What to produce >>
Can you arrange the data below as a JSON list of strings, one string per line, skipping blank lines and leaving the pictures out?

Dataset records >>
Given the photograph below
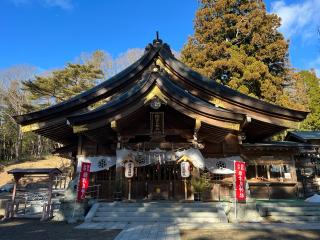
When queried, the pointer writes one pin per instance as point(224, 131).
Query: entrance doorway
point(151, 182)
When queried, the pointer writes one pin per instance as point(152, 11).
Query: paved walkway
point(139, 231)
point(170, 231)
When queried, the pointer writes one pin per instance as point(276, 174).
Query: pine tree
point(236, 43)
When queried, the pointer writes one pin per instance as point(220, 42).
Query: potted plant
point(200, 185)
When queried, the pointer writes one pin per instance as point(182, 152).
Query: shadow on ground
point(36, 230)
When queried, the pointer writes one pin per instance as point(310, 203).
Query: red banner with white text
point(240, 180)
point(83, 181)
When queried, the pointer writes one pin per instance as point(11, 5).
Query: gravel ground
point(265, 234)
point(36, 230)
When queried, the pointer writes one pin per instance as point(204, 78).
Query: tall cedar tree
point(60, 85)
point(236, 43)
point(312, 88)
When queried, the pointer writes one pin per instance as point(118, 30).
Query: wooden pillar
point(256, 170)
point(268, 171)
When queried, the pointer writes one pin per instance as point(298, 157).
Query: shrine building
point(157, 113)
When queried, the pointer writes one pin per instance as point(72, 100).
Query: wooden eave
point(182, 89)
point(107, 88)
point(228, 98)
point(177, 98)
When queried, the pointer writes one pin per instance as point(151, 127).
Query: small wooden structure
point(18, 173)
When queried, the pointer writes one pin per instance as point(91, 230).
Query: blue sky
point(49, 33)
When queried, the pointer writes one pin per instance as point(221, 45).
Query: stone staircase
point(291, 212)
point(152, 212)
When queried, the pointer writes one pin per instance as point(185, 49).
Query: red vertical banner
point(240, 180)
point(83, 181)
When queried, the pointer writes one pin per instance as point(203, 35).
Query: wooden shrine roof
point(34, 171)
point(159, 74)
point(303, 136)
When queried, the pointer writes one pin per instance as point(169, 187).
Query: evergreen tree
point(236, 43)
point(312, 85)
point(60, 85)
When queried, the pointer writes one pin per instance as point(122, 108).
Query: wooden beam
point(40, 125)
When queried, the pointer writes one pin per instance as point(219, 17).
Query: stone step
point(158, 214)
point(155, 209)
point(161, 205)
point(157, 219)
point(293, 209)
point(293, 213)
point(295, 219)
point(281, 204)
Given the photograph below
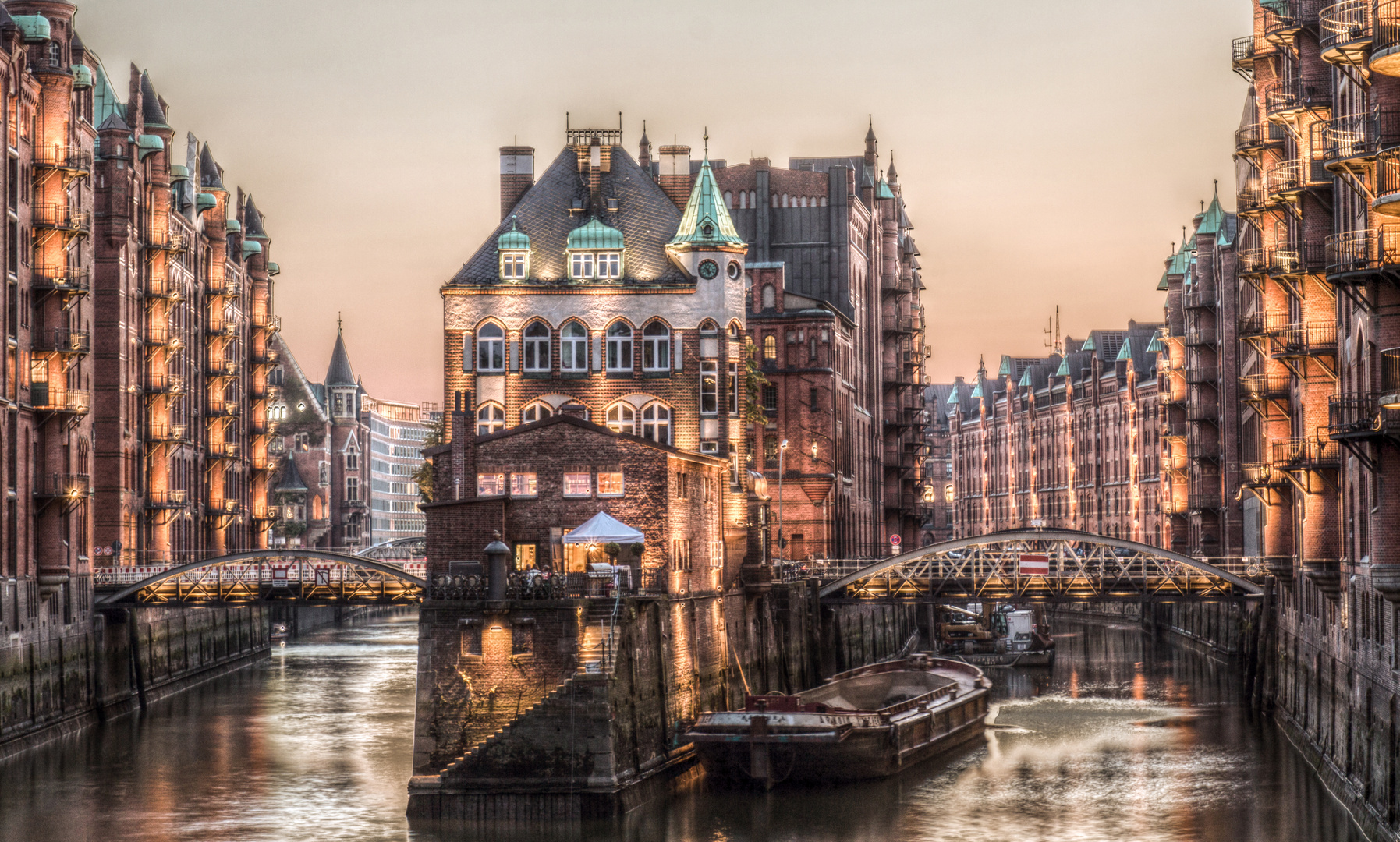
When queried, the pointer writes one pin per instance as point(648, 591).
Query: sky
point(1049, 151)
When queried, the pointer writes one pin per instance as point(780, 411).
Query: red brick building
point(1070, 441)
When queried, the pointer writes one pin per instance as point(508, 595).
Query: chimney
point(517, 175)
point(675, 174)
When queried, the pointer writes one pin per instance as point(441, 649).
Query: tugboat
point(866, 723)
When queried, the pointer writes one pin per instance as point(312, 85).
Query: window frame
point(491, 348)
point(537, 347)
point(616, 345)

Output >>
[
  "Given the photograph below",
  "When queried, the pointer writes one pin per instance as point(224, 131).",
  "Query: entrance doorway",
  "point(151, 182)",
  "When queried, the pointer writes one pin per instance as point(152, 11).",
  "Query: paved walkway",
  "point(139, 231)",
  "point(170, 231)",
  "When queried, the pointer writes one pin per instance as point(276, 174).",
  "Query: pine tree",
  "point(236, 43)",
  "When queried, the pointer writes one pin per instance as point(220, 42).",
  "Query: potted plant",
  "point(200, 185)",
  "When queried, the pointer writes one pin per instance as point(182, 152).",
  "Query: shadow on ground",
  "point(36, 230)",
  "When queried, the pointer writes one pin per instance as point(310, 203).",
  "Query: red banner with white text",
  "point(240, 180)",
  "point(83, 181)",
  "When queried, the pointer writes one pin per instance as point(11, 5).",
  "Query: gravel ground",
  "point(265, 234)",
  "point(36, 230)",
  "When queried, the pointer writes one pin per instance as point(204, 78).",
  "Query: tall cedar tree",
  "point(60, 85)",
  "point(236, 43)",
  "point(312, 88)",
  "When queried, the pointer writes one pin per instance as point(118, 30).",
  "Query: wooden pillar",
  "point(256, 170)",
  "point(268, 171)",
  "When queried, the pointer writes one pin per instance as point(298, 157).",
  "Query: shrine building",
  "point(157, 113)",
  "When queried, the pointer writes one pin per instance as point(72, 100).",
  "Query: wooden eave",
  "point(182, 89)",
  "point(107, 88)",
  "point(228, 98)",
  "point(177, 98)",
  "When queried, the pointer writes one pin per instance as point(151, 127).",
  "Query: small wooden structure",
  "point(18, 173)",
  "When queried, the pointer writes one pin per instance as point(91, 230).",
  "Query: blue sky",
  "point(49, 33)",
  "When queried, the pointer writes one pin per instance as point(221, 45).",
  "Query: stone staircase",
  "point(291, 212)",
  "point(152, 212)",
  "When queried, the pointer writes one pin per instance as point(185, 49).",
  "Query: red vertical banner",
  "point(240, 180)",
  "point(83, 181)",
  "When queried, the pointer writes one pin per instance as point(203, 35).",
  "Query: wooden shrine roof",
  "point(34, 171)",
  "point(159, 74)",
  "point(303, 136)",
  "When queried, the pointer writes one pin per instance as point(169, 187).",
  "Query: evergreen tree",
  "point(236, 43)",
  "point(312, 85)",
  "point(60, 85)",
  "When queried, the pointer writes one pin per instance as point(122, 108).",
  "Query: wooden beam",
  "point(40, 125)",
  "When queried, the pointer writes one pin per instance as point(219, 17).",
  "Query: stone step",
  "point(158, 214)",
  "point(155, 209)",
  "point(161, 205)",
  "point(157, 219)",
  "point(293, 209)",
  "point(293, 213)",
  "point(295, 219)",
  "point(281, 204)",
  "Given the photograph below",
  "When queried, the pointer writes one pin per instance as point(648, 591).",
  "Query: sky",
  "point(1049, 151)",
  "When queried, the pointer writes one pin per instance as point(780, 411).",
  "Query: red brick building",
  "point(1070, 441)",
  "When queried, the pointer writes one pin per instance as point(508, 595).",
  "Query: chimney",
  "point(517, 175)",
  "point(675, 174)",
  "When queried, the pointer writes one pin per instance as point(441, 649).",
  "Query: tugboat",
  "point(866, 723)",
  "When queried, the pointer writes one pin per instance as point(312, 85).",
  "Query: window frame",
  "point(491, 348)",
  "point(537, 347)",
  "point(616, 345)"
]